Nisrin Erradi, la nouvelle étoile du cinéma marocain

Depuis son interprétation de Samia dans “Adam” de Maryam Touzani, la carrière de Nisrin Erradi a pris un nouveau tournant. Reconnue pour son talent, l’actrice, passionnée et passionnante, fait partie de la très sélect liste des Révélations 2021 des Césars. Une très belle consécration pour cette jeune comédienne rayonnante et bouleversante. Rencontre.
******
Exercices:
A – Transcrivez le passage de l'extrait sur Nisrin Erradi, en commençant aux mots « Nisrin Erradi, la » et en vous arrêtant après « et bouleversante. Rencontre. ».
B – D'après l'extrait sur Nisrin Erradi, quel personnage l'actrice interprète-t-elle dans « Adam » de Maryam Touzani ?

Lignes:
******
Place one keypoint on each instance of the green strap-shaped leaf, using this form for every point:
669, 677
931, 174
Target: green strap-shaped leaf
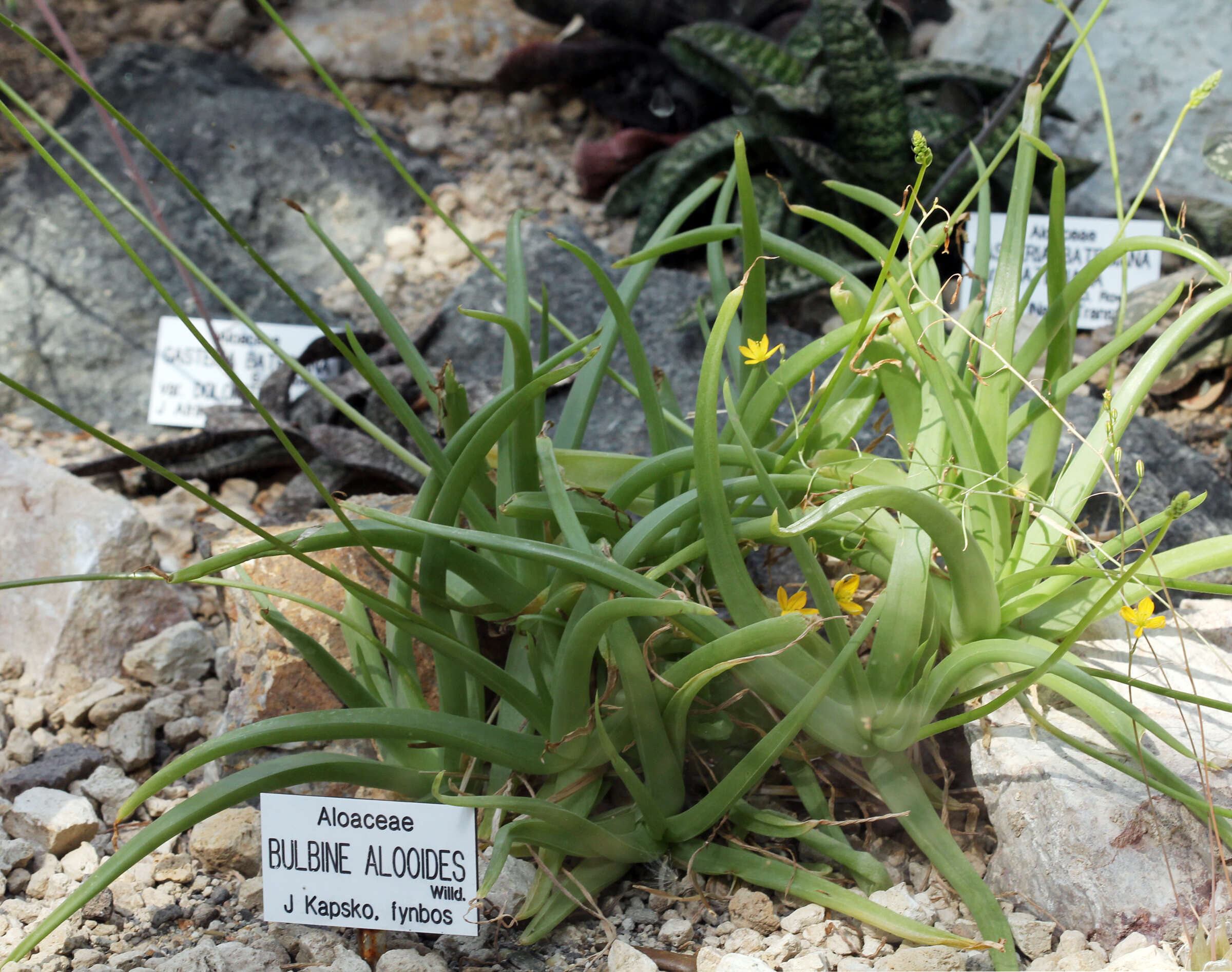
684, 165
522, 752
594, 875
716, 859
276, 774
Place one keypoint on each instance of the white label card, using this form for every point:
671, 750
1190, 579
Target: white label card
375, 864
1086, 236
186, 381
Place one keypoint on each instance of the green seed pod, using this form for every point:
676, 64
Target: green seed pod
1204, 90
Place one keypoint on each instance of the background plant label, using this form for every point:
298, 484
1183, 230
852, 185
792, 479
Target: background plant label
379, 864
186, 380
1086, 236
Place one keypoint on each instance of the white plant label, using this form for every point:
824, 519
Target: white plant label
374, 864
186, 381
1086, 236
******
Corrigé:
A –
Nisrin Erradi, la nouvelle étoile du cinéma marocain

Depuis son interprétation de Samia dans “Adam” de Maryam Touzani, la carrière de Nisrin Erradi a pris un nouveau tournant. Reconnue pour son talent, l’actrice, passionnée et passionnante, fait partie de la très sélect liste des Révélations 2021 des Césars. Une très belle consécration pour cette jeune comédienne rayonnante et bouleversante. Rencontre.

B – Elle interprète Samia.